ЗАДАНИЯ УПРАЖНЕНИЯ =>
1/ Укажите, на чье свидетельство ссылается исходный текст, перечисляя античников, которых особо выделял Лосев.
2/ Воспроизведите без изменений фрагмент исходного текста между словами «Прежде чем говорить» и «Ницше и Бахофен.» включительно.

ИСХОДНЫЙ ТЕКСТ =>
++++++

| | ross_russ ( |
LOSEV6
ЛОСЕВСКАЯ ИНТЕРПРЕТАЦИЯ АНТИЧНОСТИ
Само имя Лосева ныне прочно ассоциируется со статусом исследователя-античника. Это верно и неверно одновременно. Да, естественно, А.Ф. филолог-классик, блестящий знаток источников и умелый их интерпретатор, но в данном случае важно не путать технику с гениальностью. Последняя в случае Лосева состоит в уникальной концепции формы, стиля и выражения античности.
Прежде чем говорить о тексте самого Лосева, посмотрим на окружающий его контекст, этот своеобразный «вмещающий ландшафт» его мысли. Он достаточно впечатляет. По свидетельству А.А. Тахо-Годи (39) Лосев особо выделял из рядов античников следующих: гомероведов Эриха Бете, Э. Дреруна, Г. Финслера, Г. Мёрца; филологов с философским уклоном Т. Вебстера, В. Нестле и Бруно Снелля; исследователей греческой религии Доддса, В. Ф. Отто, Нильгесона, Артура Эванса и Отто Керна; ну а имена класиков просто понятны и хрестоматийны - Вилламовиц-Меллендорф, Буркхардт, Ницше и Бахофен.

++++++

ИСХОДНЫЙ МАТЕРИАЛ =>

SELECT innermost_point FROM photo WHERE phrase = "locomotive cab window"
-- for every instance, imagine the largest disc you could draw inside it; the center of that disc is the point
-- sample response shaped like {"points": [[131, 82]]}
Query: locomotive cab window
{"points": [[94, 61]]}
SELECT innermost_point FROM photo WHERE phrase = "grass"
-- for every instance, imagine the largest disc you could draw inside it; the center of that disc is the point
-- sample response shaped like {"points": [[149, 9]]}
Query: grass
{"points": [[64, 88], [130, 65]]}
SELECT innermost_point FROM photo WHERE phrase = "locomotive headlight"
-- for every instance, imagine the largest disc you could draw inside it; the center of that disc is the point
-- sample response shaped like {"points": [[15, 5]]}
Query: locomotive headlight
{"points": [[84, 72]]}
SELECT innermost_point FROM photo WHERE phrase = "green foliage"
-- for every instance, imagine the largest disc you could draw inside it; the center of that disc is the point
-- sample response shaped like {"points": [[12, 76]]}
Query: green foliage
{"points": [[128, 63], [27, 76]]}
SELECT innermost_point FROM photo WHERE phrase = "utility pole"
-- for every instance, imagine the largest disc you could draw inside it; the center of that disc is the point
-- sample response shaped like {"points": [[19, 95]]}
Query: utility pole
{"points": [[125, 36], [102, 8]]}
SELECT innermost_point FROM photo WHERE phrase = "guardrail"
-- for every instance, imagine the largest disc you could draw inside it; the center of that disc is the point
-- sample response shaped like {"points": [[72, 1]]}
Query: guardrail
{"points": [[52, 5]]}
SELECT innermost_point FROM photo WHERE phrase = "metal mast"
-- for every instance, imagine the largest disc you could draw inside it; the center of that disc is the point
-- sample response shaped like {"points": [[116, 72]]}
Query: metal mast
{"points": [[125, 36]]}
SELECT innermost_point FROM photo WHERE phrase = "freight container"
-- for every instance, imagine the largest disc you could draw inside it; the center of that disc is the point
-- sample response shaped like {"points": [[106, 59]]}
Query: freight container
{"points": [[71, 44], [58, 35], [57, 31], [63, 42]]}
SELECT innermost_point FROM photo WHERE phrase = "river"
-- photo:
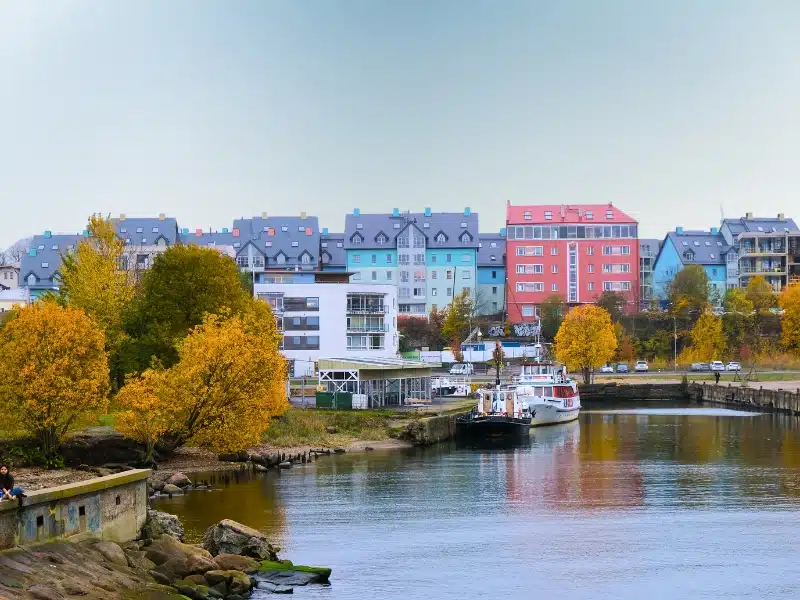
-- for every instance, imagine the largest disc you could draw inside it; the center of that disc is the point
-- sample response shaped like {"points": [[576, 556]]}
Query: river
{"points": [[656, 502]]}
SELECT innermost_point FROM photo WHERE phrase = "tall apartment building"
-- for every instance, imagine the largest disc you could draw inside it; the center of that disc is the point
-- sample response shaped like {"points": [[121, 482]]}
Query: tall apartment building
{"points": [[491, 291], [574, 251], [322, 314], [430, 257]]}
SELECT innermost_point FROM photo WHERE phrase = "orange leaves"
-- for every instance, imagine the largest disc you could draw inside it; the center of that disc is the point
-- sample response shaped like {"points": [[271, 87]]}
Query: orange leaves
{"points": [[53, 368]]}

++++++

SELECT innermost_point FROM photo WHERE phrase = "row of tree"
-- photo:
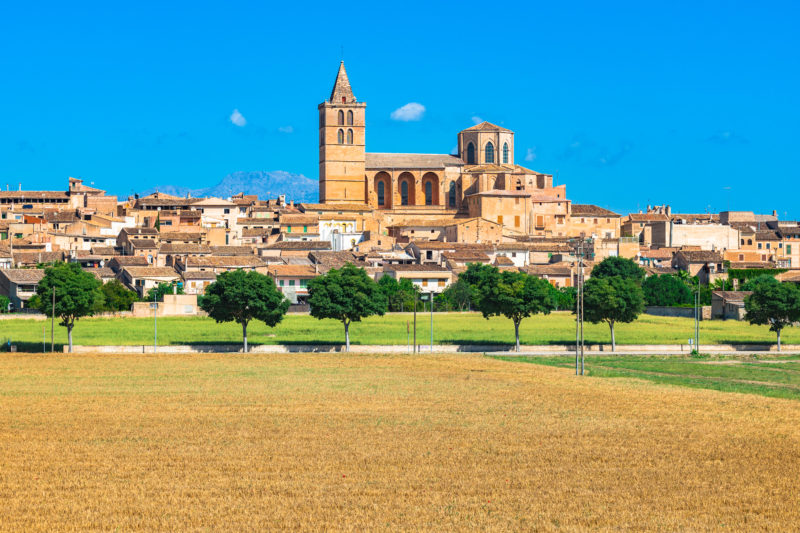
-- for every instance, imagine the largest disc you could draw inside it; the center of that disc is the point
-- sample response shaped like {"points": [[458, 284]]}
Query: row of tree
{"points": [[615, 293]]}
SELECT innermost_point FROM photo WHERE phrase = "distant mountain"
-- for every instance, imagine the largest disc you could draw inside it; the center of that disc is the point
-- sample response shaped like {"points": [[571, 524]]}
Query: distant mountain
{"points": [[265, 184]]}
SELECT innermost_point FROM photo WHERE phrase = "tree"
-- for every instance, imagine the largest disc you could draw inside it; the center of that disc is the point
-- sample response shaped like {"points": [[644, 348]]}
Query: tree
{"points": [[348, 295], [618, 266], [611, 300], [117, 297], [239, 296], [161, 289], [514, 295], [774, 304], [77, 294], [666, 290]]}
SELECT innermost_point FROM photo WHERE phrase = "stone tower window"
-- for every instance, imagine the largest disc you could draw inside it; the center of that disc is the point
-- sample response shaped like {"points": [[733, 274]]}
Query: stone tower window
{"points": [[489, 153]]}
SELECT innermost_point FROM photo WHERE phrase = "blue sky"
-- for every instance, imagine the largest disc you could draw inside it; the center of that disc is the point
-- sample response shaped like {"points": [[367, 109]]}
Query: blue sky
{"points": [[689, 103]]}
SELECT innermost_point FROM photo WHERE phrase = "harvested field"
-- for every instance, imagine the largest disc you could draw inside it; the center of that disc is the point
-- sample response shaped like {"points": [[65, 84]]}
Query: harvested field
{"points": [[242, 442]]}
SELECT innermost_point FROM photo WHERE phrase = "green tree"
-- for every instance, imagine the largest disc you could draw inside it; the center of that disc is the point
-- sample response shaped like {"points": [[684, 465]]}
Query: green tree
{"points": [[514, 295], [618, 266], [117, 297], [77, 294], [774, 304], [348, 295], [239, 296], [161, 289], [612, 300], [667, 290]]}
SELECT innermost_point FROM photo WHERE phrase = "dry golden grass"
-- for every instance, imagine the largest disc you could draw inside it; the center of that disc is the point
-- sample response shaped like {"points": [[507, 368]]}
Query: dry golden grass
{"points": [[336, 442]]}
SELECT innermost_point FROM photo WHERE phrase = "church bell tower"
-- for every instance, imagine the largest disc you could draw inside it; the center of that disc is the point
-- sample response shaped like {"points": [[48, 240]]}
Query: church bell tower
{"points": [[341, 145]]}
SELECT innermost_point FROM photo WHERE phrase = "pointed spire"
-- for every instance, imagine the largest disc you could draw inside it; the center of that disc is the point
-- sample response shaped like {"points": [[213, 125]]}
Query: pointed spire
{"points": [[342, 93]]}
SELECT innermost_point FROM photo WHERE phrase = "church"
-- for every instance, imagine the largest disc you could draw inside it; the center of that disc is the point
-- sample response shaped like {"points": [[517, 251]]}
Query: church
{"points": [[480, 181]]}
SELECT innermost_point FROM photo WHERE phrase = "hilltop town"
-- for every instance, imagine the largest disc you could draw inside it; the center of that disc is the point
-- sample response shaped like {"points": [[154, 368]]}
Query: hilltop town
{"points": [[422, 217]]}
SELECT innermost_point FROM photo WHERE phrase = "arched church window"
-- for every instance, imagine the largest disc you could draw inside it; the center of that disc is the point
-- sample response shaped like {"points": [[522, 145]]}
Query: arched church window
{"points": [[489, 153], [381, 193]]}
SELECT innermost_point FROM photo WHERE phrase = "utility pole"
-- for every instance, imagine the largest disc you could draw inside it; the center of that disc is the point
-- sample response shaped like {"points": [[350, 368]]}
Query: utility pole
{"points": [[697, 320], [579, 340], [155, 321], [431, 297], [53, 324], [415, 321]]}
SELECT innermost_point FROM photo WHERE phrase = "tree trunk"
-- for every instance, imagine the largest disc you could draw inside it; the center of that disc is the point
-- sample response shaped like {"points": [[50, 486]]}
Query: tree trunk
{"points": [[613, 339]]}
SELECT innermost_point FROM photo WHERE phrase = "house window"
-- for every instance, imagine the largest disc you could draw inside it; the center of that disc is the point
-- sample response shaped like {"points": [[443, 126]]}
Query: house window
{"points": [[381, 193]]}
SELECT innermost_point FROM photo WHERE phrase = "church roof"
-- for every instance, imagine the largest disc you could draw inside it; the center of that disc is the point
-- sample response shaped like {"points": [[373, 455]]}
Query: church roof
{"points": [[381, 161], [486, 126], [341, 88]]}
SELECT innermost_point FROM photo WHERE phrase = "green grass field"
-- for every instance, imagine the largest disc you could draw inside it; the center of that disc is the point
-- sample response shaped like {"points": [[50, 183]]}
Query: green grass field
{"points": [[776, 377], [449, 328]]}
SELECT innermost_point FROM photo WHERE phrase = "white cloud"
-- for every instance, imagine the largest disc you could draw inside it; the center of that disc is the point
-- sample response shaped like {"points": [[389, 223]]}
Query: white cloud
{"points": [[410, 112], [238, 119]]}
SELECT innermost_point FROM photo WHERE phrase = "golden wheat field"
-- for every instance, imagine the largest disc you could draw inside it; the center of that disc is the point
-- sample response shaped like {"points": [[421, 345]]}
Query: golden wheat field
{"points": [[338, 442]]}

++++++

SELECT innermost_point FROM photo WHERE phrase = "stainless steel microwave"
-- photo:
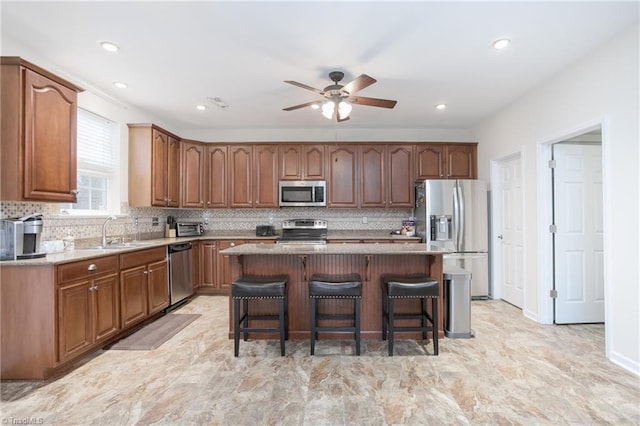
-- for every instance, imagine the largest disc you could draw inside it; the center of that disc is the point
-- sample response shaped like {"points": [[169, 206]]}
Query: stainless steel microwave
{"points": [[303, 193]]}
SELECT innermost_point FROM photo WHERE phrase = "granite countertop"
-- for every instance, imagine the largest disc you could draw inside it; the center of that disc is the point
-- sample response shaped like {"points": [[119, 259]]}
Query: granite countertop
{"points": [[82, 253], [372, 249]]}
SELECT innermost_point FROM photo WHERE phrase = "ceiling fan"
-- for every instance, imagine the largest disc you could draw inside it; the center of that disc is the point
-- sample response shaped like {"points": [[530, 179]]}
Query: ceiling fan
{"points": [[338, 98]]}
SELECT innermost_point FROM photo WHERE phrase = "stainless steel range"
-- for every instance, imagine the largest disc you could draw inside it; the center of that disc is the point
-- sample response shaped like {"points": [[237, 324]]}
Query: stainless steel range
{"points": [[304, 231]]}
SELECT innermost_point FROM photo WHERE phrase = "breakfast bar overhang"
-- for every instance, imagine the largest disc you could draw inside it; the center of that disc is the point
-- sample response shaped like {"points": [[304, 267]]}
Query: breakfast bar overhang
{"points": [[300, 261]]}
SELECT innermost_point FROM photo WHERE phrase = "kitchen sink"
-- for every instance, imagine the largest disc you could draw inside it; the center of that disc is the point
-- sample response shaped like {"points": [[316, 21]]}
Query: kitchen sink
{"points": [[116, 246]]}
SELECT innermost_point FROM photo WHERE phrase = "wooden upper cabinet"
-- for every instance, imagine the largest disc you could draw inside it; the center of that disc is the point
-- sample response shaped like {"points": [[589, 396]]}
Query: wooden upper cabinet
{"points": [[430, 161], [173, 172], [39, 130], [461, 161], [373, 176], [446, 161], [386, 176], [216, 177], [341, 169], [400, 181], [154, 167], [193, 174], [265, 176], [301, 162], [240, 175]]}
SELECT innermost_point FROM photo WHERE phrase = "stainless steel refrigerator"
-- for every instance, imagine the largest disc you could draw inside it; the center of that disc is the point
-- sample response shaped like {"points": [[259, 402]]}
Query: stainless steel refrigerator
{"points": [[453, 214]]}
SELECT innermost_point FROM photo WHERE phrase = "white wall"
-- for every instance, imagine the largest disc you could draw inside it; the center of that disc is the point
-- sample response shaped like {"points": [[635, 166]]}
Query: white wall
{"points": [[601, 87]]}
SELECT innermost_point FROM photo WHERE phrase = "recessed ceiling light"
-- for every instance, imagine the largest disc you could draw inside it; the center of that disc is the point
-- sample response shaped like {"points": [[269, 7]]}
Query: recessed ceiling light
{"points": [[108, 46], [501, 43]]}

++++++

ОТВЕТЫ К ЗАДАНИЯМ =>
1/ На свидетельство А.А. Тахо-Годи.

2/
Прежде чем говорить о тексте самого Лосева, посмотрим на окружающий его контекст, этот своеобразный «вмещающий ландшафт» его мысли. Он достаточно впечатляет. По свидетельству А.А. Тахо-Годи (39) Лосев особо выделял из рядов античников следующих: гомероведов Эриха Бете, Э. Дреруна, Г. Финслера, Г. Мёрца; филологов с философским уклоном Т. Вебстера, В. Нестле и Бруно Снелля; исследователей греческой религии Доддса, В. Ф. Отто, Нильгесона, Артура Эванса и Отто Керна; ну а имена класиков просто понятны и хрестоматийны - Вилламовиц-Меллендорф, Буркхардт, Ницше и Бахофен.